Contour annotation records
>> Start
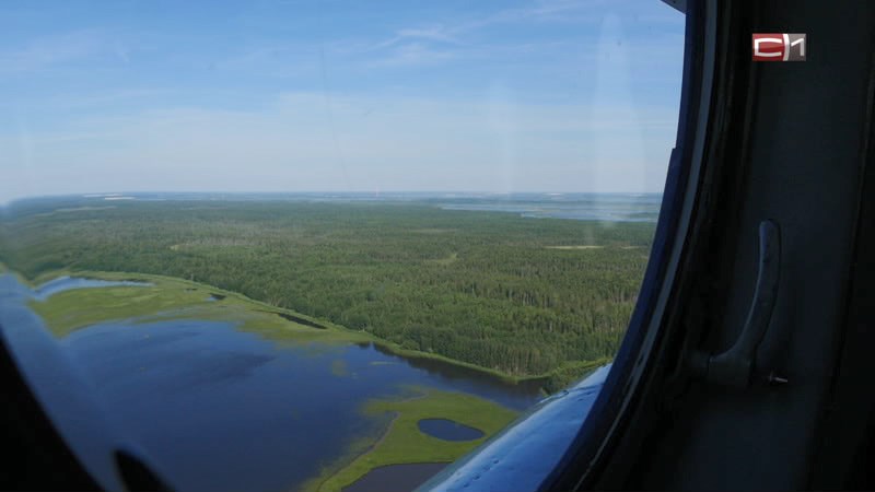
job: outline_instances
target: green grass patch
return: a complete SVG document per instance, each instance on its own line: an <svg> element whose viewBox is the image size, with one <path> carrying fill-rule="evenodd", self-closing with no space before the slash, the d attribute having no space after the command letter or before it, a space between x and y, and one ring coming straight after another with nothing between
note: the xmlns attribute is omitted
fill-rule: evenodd
<svg viewBox="0 0 875 492"><path fill-rule="evenodd" d="M322 476L308 482L304 489L340 491L372 469L386 465L451 462L504 429L517 415L513 410L467 394L411 389L419 395L404 400L374 399L365 403L362 411L375 419L394 415L385 433L376 441L372 436L354 442L350 446L346 466L341 464L335 467L335 470L340 468L338 471L323 470ZM479 429L485 435L465 442L439 440L420 432L418 422L422 419L454 420Z"/></svg>

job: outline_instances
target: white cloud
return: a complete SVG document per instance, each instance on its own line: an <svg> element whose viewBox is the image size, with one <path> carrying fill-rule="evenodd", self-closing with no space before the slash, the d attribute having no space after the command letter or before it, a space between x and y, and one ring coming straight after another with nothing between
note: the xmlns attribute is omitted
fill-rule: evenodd
<svg viewBox="0 0 875 492"><path fill-rule="evenodd" d="M533 105L500 87L469 102L288 93L261 110L155 109L0 136L14 149L0 201L109 189L656 190L674 117Z"/></svg>

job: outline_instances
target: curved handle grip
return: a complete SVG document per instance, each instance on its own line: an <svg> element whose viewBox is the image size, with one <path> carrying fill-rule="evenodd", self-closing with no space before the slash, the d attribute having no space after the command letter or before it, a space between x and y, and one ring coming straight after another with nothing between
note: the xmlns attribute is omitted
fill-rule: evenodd
<svg viewBox="0 0 875 492"><path fill-rule="evenodd" d="M693 354L693 370L711 383L746 388L754 375L757 348L774 311L781 267L781 234L772 221L759 224L759 270L754 301L735 343L720 354Z"/></svg>

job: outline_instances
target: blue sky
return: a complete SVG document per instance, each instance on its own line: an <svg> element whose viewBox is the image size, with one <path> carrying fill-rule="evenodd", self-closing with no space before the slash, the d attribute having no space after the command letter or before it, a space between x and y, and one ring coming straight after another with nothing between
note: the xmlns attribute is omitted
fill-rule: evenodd
<svg viewBox="0 0 875 492"><path fill-rule="evenodd" d="M0 202L109 191L657 191L658 0L4 1Z"/></svg>

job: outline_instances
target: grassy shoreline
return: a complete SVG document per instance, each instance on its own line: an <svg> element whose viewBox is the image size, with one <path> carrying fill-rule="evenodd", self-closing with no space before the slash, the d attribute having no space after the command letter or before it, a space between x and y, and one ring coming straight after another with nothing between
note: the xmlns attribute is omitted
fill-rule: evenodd
<svg viewBox="0 0 875 492"><path fill-rule="evenodd" d="M452 462L486 442L511 423L518 413L483 400L454 391L413 387L413 398L374 399L361 409L371 417L393 414L381 437L368 448L351 446L340 467L329 467L304 484L304 490L339 492L375 468L420 462ZM450 419L478 429L483 436L472 441L444 441L423 434L422 419Z"/></svg>
<svg viewBox="0 0 875 492"><path fill-rule="evenodd" d="M5 268L5 266L3 266L3 267ZM2 271L2 270L0 270L0 271ZM132 272L132 271L96 271L96 270L68 270L68 269L54 270L54 271L50 271L50 272L44 272L44 273L37 276L34 279L27 279L24 276L22 276L20 272L16 272L16 271L8 269L8 268L7 268L5 273L14 274L19 279L20 282L26 284L31 289L35 289L35 288L37 288L37 286L39 286L39 285L42 285L42 284L44 284L46 282L49 282L49 281L55 280L55 279L58 279L60 277L79 277L79 278L88 278L88 279L96 279L96 280L116 280L116 281L121 281L121 280L145 281L145 282L154 283L155 285L159 285L160 283L165 283L165 282L186 284L186 285L189 285L190 288L194 288L194 289L197 289L197 290L209 291L209 292L213 292L213 293L218 293L218 294L224 295L225 298L234 298L234 300L237 300L237 301L240 301L242 303L246 303L246 304L249 304L249 305L253 305L253 306L259 306L259 307L261 307L261 308L264 308L264 309L266 309L266 311L268 311L270 313L289 314L289 315L292 315L292 316L298 316L298 317L301 317L303 319L310 320L312 323L317 323L319 325L325 326L327 329L337 330L337 331L339 331L341 333L346 333L346 335L349 335L349 336L353 337L354 339L351 339L350 341L370 341L370 342L374 343L375 345L378 345L378 347L387 350L392 354L398 355L398 356L401 356L401 358L405 358L405 359L420 359L420 360L440 361L440 362L443 362L443 363L446 363L446 364L455 365L457 367L464 367L464 368L467 368L467 370L479 372L481 374L487 374L487 375L497 377L497 378L499 378L499 379L501 379L501 380L503 380L505 383L510 383L510 384L520 384L520 383L524 383L524 382L546 380L546 379L548 379L550 377L549 373L548 374L537 374L537 375L526 375L526 376L514 376L514 375L506 374L506 373L503 373L503 372L494 370L494 368L483 367L483 366L480 366L480 365L477 365L477 364L471 364L471 363L464 362L464 361L457 361L457 360L454 360L454 359L451 359L451 358L447 358L447 356L444 356L444 355L441 355L441 354L423 352L423 351L419 351L419 350L405 349L398 343L394 343L394 342L390 342L390 341L387 341L387 340L383 340L383 339L376 337L375 335L369 333L369 332L363 331L363 330L353 330L353 329L343 327L341 325L337 325L335 323L331 323L331 321L329 321L327 319L324 319L324 318L315 318L313 316L307 316L307 315L305 315L303 313L299 313L299 312L295 312L293 309L289 309L289 308L280 307L280 306L275 306L275 305L265 303L262 301L254 300L254 298L247 297L246 295L241 294L238 292L229 291L229 290L221 289L221 288L218 288L218 286L214 286L214 285L210 285L208 283L187 280L187 279L182 279L182 278L178 278L178 277L160 276L160 274L154 274L154 273L140 273L140 272Z"/></svg>

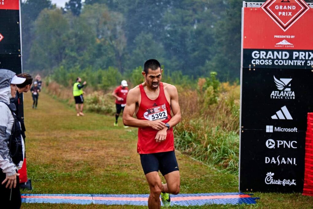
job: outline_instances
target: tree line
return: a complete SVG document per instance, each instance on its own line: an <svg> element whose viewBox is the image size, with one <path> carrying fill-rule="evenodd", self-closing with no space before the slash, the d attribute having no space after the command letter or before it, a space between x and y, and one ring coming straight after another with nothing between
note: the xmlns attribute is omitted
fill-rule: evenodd
<svg viewBox="0 0 313 209"><path fill-rule="evenodd" d="M50 0L21 4L24 70L114 68L149 59L192 79L239 79L242 0Z"/></svg>

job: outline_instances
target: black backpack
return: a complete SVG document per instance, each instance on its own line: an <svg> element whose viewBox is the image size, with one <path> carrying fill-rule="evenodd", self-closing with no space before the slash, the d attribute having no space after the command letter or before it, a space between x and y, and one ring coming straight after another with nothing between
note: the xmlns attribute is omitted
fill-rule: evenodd
<svg viewBox="0 0 313 209"><path fill-rule="evenodd" d="M14 122L12 127L11 135L10 136L9 141L9 151L10 156L12 159L13 163L16 165L18 165L20 162L23 160L24 158L23 144L22 144L23 139L21 136L22 133L21 126L16 115L14 112L16 110L16 107L14 104L8 105L2 101L0 102L4 103L8 107L14 118Z"/></svg>

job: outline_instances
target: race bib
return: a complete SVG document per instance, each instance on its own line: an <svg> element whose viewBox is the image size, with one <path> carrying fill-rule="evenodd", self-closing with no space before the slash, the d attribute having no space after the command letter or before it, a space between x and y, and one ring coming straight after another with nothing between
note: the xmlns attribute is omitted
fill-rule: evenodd
<svg viewBox="0 0 313 209"><path fill-rule="evenodd" d="M165 104L147 110L146 118L149 120L155 120L167 118L167 112Z"/></svg>

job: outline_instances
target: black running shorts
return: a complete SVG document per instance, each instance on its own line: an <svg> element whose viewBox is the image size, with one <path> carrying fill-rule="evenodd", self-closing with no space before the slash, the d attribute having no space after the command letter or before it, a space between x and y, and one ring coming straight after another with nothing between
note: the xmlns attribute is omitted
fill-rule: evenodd
<svg viewBox="0 0 313 209"><path fill-rule="evenodd" d="M84 97L83 95L74 97L75 99L75 104L83 104L84 103Z"/></svg>
<svg viewBox="0 0 313 209"><path fill-rule="evenodd" d="M116 104L115 103L115 104L116 106L117 114L119 114L122 112L122 110L123 111L124 111L124 107L125 107L125 105L124 105L123 106L123 107L122 107L122 105L120 104Z"/></svg>
<svg viewBox="0 0 313 209"><path fill-rule="evenodd" d="M164 176L171 172L179 170L174 151L140 155L145 175L160 170Z"/></svg>

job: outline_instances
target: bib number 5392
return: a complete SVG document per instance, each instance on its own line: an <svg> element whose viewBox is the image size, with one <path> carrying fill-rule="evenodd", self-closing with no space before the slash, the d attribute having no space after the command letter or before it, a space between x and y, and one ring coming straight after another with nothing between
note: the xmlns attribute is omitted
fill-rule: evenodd
<svg viewBox="0 0 313 209"><path fill-rule="evenodd" d="M166 118L167 117L167 112L166 110L159 112L153 113L149 115L149 120L155 120L159 119Z"/></svg>

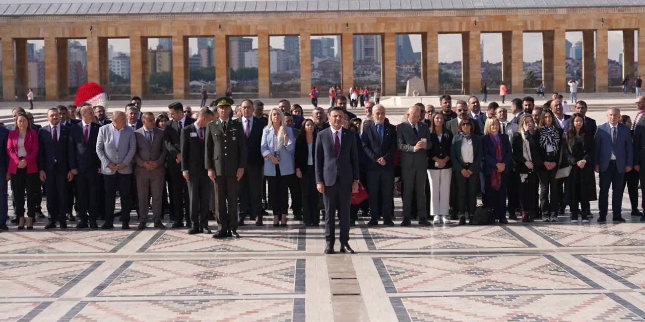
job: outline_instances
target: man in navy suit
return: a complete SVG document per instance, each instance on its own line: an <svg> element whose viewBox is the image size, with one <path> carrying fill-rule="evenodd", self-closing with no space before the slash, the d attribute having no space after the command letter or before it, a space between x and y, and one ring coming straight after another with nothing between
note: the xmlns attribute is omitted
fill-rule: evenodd
<svg viewBox="0 0 645 322"><path fill-rule="evenodd" d="M595 171L600 173L600 194L598 222L607 220L609 207L609 187L613 188L611 210L614 222L624 222L620 216L622 205L622 184L626 172L631 171L633 164L631 135L630 129L620 124L620 110L610 108L607 110L608 122L598 127L594 137L595 146Z"/></svg>
<svg viewBox="0 0 645 322"><path fill-rule="evenodd" d="M61 229L67 228L66 188L68 183L74 178L70 171L68 155L70 128L61 123L59 110L49 109L47 111L49 125L38 131L38 169L47 191L49 213L49 223L45 227L45 229L56 228L57 221L60 222Z"/></svg>
<svg viewBox="0 0 645 322"><path fill-rule="evenodd" d="M333 254L336 242L336 212L341 226L341 252L354 251L350 247L350 204L352 194L359 191L359 154L356 140L342 128L345 111L336 106L330 110L329 128L316 138L316 189L324 204L325 254Z"/></svg>
<svg viewBox="0 0 645 322"><path fill-rule="evenodd" d="M394 153L397 151L397 129L385 122L385 108L380 104L372 109L373 122L363 127L362 148L368 159L367 189L370 191L370 214L368 225L393 226L392 198L394 191Z"/></svg>
<svg viewBox="0 0 645 322"><path fill-rule="evenodd" d="M79 109L81 122L70 128L70 167L76 184L77 211L81 221L77 229L97 229L96 220L101 212L99 191L103 191L103 178L99 174L101 160L96 154L96 138L101 126L94 122L94 111L89 104L81 104ZM89 216L88 214L89 214Z"/></svg>

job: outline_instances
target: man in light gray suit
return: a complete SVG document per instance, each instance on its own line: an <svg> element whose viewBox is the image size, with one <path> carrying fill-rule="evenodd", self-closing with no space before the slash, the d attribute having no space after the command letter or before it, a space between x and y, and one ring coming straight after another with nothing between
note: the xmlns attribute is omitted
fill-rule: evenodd
<svg viewBox="0 0 645 322"><path fill-rule="evenodd" d="M419 122L421 109L413 106L408 109L408 120L397 126L397 142L401 151L401 177L403 180L403 222L410 224L412 194L417 196L419 224L429 225L426 213L426 182L428 181L427 150L432 147L428 124Z"/></svg>
<svg viewBox="0 0 645 322"><path fill-rule="evenodd" d="M125 113L115 111L112 122L99 129L96 139L96 154L101 160L105 186L105 223L101 229L114 228L117 187L121 195L121 229L130 229L132 160L137 151L137 142L134 131L125 124Z"/></svg>
<svg viewBox="0 0 645 322"><path fill-rule="evenodd" d="M139 197L139 229L146 229L148 201L152 199L155 228L165 229L161 223L161 198L166 180L166 154L163 130L155 126L155 115L145 112L143 126L134 132L137 153L134 155L134 175Z"/></svg>

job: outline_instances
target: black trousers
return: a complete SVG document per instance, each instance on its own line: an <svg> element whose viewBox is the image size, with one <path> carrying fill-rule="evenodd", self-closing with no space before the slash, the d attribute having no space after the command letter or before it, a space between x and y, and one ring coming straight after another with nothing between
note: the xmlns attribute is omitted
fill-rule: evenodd
<svg viewBox="0 0 645 322"><path fill-rule="evenodd" d="M116 205L116 192L119 189L121 197L121 222L130 222L130 212L132 210L132 174L124 175L117 173L114 175L103 176L105 184L105 222L114 222L114 207Z"/></svg>
<svg viewBox="0 0 645 322"><path fill-rule="evenodd" d="M208 225L209 204L212 196L211 181L205 170L189 175L190 180L187 184L190 196L190 217L193 228L199 229Z"/></svg>
<svg viewBox="0 0 645 322"><path fill-rule="evenodd" d="M303 222L307 223L319 223L320 214L318 211L318 190L316 189L316 173L313 166L307 166L307 169L300 178L303 190Z"/></svg>
<svg viewBox="0 0 645 322"><path fill-rule="evenodd" d="M90 169L85 172L79 172L74 176L77 198L78 215L81 222L96 222L98 218L98 178L101 175L95 169ZM103 190L103 189L101 189ZM89 216L88 216L89 214Z"/></svg>
<svg viewBox="0 0 645 322"><path fill-rule="evenodd" d="M239 183L235 176L217 176L217 221L220 231L237 230L237 188Z"/></svg>
<svg viewBox="0 0 645 322"><path fill-rule="evenodd" d="M25 199L27 199L27 216L35 217L36 191L41 189L41 180L38 173L27 173L26 168L18 169L15 175L11 176L11 186L14 189L15 207L14 212L18 218L25 217Z"/></svg>
<svg viewBox="0 0 645 322"><path fill-rule="evenodd" d="M322 194L324 204L324 238L327 244L333 246L336 242L336 213L341 226L341 244L350 240L350 205L352 203L352 184L343 185L336 178L333 185L326 185Z"/></svg>

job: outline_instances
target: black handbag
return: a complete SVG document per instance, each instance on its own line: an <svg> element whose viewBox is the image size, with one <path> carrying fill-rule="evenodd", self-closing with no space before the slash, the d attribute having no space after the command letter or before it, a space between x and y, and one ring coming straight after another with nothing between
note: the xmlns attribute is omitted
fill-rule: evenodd
<svg viewBox="0 0 645 322"><path fill-rule="evenodd" d="M482 206L477 206L475 214L470 218L471 225L492 225L495 223L493 209Z"/></svg>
>> End
Instructions for the task
Convert the part of the records that runs from the start through the line containing "105L500 87L469 102L288" into a JSON list of strings, one string per line, with blank lines and pictures left out.

Solved problem
[
  "job: outline_instances",
  "target: green grass patch",
  "return: a complete SVG document per instance, each instance on its own line: an <svg> element whose viewBox is the image size, with one <path> carrying fill-rule=\"evenodd\", self-closing with no space before the slash, the d attribute having no space after the command letter or before it, a space between x and y, and one ring coming straight after another with nothing between",
  "note: the xmlns attribute is omitted",
  "fill-rule: evenodd",
  "<svg viewBox=\"0 0 875 492\"><path fill-rule=\"evenodd\" d=\"M322 476L308 482L304 489L340 491L372 469L386 465L451 462L504 429L517 415L513 410L467 394L411 389L419 395L404 400L374 399L365 403L362 411L375 419L394 415L385 433L376 441L372 436L354 442L350 446L346 466L341 464L335 467L335 470L340 468L338 471L323 470ZM479 429L485 435L465 442L439 440L420 432L418 422L422 419L454 420Z\"/></svg>",
  "job: outline_instances",
  "target: white cloud",
  "return: a complete SVG document per instance, each instance on its own line: an <svg> element whose viewBox is the image size, with one <path> carrying fill-rule=\"evenodd\", self-closing with no space before the slash, the d attribute having no space after the command letter or before it, a space between x and y, and one ring coming straight after another with nothing between",
  "note: the xmlns attribute is omitted",
  "fill-rule: evenodd",
  "<svg viewBox=\"0 0 875 492\"><path fill-rule=\"evenodd\" d=\"M533 105L500 87L469 102L288 93L261 110L155 109L0 136L14 149L0 201L109 189L656 190L674 117Z\"/></svg>"
]